- **Extract to read**:
She was 200 miles from her goal, the rocky Maine mountain that marks the northern end of the Appalachian Trail. She’d been in touch with her husband just that morning. She’d said a cheery hello to other hikers, who snapped her photo before she turned toward the peaks rising in the distance.
And then?
Geraldine “Gerry” Largay vanished on July 23. No one knows what happened to the former Peachtree Corners resident.
News of her disappearance has rippled through metro communities where Gerry was a constant, smiling presence — prompted questions, too. Did she fall off a cliff? Did someone attack her?
George Largay figures he may never again see his wife — not alive, anyway. He’s learning to refer to her in the past tense.
“She was absolutely where she wanted to be,” Largay, 69, said last week. “She was absolutely doing what she wanted to do.”
Meantime, police keep searching for the lost hiker as summer wanes and the nights grow longer. They know the odds against finding her alive grow ever longer, too. They’ve combed hills on foot, sent helicopters thudding skyward, followed dogs trained to sniff the faintest scent. Word about the missing grandmother has gone up and down the 2,200-mile trail that cuts a diagonal from Georgia to Maine.
The mountains where Largay was last seen are steep, thick with forests. What happened to Gerry Largay may be a secret known only to the trees and the wind, the rocks and the water.
‘Meet in the middle’
Two years ago, Gerry surprised her husband. She wanted to hike the Appalachian Trail.

- **Task A**:
Change "tiny seedling" to "small seedling" in the listing, from the line with "phrase -- frog's webbed foot" up to and including the final line of the listing, and write out those lines again with nothing else altered.
- **Task B**:
Write the next part of the article about the hiker missing on the Appalachian Trail, picking up after its last sentence.

- **Input for this task**:

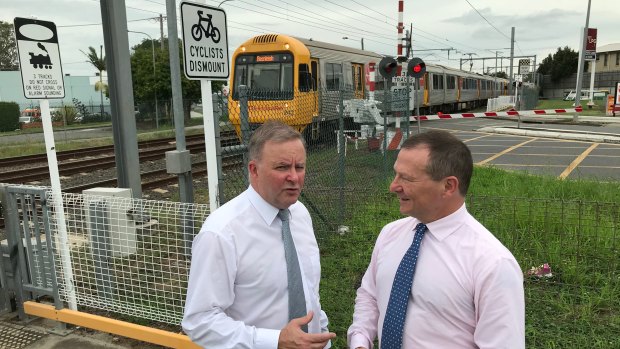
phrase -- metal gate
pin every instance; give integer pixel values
(27, 253)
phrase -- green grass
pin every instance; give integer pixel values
(597, 110)
(29, 148)
(572, 225)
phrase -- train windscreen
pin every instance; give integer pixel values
(267, 76)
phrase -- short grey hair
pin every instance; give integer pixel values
(274, 131)
(448, 156)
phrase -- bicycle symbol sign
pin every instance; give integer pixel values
(210, 32)
(205, 47)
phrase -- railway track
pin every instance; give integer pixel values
(227, 138)
(153, 179)
(149, 150)
(152, 150)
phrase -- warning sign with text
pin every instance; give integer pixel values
(205, 42)
(39, 58)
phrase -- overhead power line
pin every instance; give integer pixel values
(491, 24)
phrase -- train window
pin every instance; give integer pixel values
(450, 82)
(265, 78)
(315, 74)
(333, 76)
(305, 79)
(437, 82)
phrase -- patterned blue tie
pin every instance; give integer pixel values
(394, 321)
(296, 296)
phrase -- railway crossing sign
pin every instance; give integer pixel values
(205, 42)
(39, 58)
(524, 66)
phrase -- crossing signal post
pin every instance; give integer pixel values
(416, 68)
(388, 67)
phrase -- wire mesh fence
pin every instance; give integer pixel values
(132, 256)
(128, 256)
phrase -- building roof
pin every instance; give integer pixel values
(609, 48)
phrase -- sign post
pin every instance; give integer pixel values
(590, 55)
(42, 79)
(205, 51)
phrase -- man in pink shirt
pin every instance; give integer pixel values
(467, 287)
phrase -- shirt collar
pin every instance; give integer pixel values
(264, 209)
(444, 227)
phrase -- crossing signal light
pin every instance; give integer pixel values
(416, 68)
(388, 67)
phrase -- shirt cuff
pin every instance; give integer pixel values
(266, 338)
(358, 340)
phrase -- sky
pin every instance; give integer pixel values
(445, 32)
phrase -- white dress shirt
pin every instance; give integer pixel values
(467, 288)
(237, 294)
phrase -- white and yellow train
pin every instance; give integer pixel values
(298, 80)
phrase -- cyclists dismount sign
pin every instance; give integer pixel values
(205, 43)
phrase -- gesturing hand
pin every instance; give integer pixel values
(293, 337)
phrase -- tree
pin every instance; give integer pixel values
(8, 47)
(148, 84)
(562, 64)
(98, 61)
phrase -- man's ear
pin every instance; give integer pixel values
(451, 185)
(252, 169)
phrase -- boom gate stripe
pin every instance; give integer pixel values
(491, 114)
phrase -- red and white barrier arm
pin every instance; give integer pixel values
(491, 114)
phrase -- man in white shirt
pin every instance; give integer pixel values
(467, 290)
(237, 295)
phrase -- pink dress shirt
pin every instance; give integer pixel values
(467, 289)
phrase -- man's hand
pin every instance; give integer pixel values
(293, 337)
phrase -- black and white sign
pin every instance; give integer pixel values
(205, 42)
(39, 58)
(524, 66)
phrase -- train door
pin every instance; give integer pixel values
(358, 80)
(314, 66)
(425, 80)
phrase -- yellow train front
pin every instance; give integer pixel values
(298, 81)
(275, 69)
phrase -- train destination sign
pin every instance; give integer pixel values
(205, 42)
(39, 58)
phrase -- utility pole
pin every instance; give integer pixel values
(582, 50)
(161, 31)
(471, 61)
(512, 53)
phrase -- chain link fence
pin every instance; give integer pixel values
(568, 250)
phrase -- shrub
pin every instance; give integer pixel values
(9, 116)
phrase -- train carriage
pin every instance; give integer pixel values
(299, 81)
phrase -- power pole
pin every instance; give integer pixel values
(471, 61)
(161, 30)
(582, 51)
(512, 53)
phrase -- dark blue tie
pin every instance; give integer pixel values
(394, 321)
(296, 296)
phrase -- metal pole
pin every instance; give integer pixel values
(154, 75)
(512, 53)
(495, 87)
(342, 145)
(115, 40)
(581, 62)
(185, 179)
(100, 81)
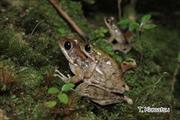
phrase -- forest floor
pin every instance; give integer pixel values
(29, 53)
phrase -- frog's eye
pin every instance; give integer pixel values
(67, 45)
(88, 48)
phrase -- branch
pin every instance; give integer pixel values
(119, 9)
(58, 7)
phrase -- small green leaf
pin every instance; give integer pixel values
(53, 90)
(63, 98)
(124, 23)
(178, 57)
(149, 26)
(133, 26)
(67, 87)
(51, 104)
(146, 18)
(61, 30)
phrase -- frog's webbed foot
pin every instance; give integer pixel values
(128, 64)
(62, 76)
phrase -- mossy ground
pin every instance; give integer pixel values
(29, 53)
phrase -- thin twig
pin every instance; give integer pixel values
(119, 9)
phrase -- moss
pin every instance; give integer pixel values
(29, 51)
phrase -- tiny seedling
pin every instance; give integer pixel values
(60, 94)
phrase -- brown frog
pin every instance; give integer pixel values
(117, 38)
(101, 75)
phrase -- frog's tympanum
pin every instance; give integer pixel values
(102, 78)
(117, 38)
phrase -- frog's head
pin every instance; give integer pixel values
(75, 51)
(109, 21)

- **Output A**:
phrase -- frog's webbed foot
pin every instance; give integer pixel values
(128, 64)
(62, 76)
phrase -- mossy ground
pin every instance; give integer pixel values
(29, 53)
phrase -- thin twig
pin every instance; give integer pixel values
(119, 9)
phrase -- moss
pin every instance; give integer pixel values
(29, 51)
phrase -- small seedling
pin every instance; give integer pixel values
(60, 94)
phrase -- brown frog
pin every instance; give integer pixel values
(117, 38)
(101, 75)
phrase -- frog's tympanum
pin every instance; give integer pixel values
(102, 78)
(117, 38)
phrase -- frog's head
pin every instance; give integer pixel values
(75, 51)
(109, 21)

- **Output B**:
George thought about it. In four decades of marriage, she’d followed him in his career of automobile sales and marketing. Since 2001, they’d lived in Peachtree Corners, where the couple celebrated his retirement in 2010. He owed her the hike.
It would not be a mere stroll in the woods. The Appalachian Trail — the AT — begins in Georgia at Mount Springer and winds through 14 states. Its northern terminus is in Maine at Mount Katahdin, rocky and windswept, rising a mile above sea level. Three-quarters of the AT's hikers don't complete the trek. Gerry resolved to be in the minority who do.
With her husband, she hiked 200 miles in the Georgia and North Carolina mountains, training for harder trails ahead. She took a course at the Appalachian Trail Institute. She sought the advice of a woman who holds the record for hiking the trail in 46 days. She read seven AT books. In all, she spent 18 months in logistics and training, even weighing her food to determine how much she should carry. George was her constant, bemused fellow planner.
“Hiking (the trail) was not on my bucket list,” George said. “But when you’ve been happily married for 42 years you sort of meet in the middle” and compromise.
George, not a camper, agreed to be the fellow she’d meet at prearranged spots to provide her with more food — and, every few days, with a hotel room where Gerry could take a bath and sleep on a mattress. He adopted a trail nickname, “Sherpa,” to describe his role as the support guy in her trek. She also took a hiking nickname, “Inchworm.” She was slow and steady.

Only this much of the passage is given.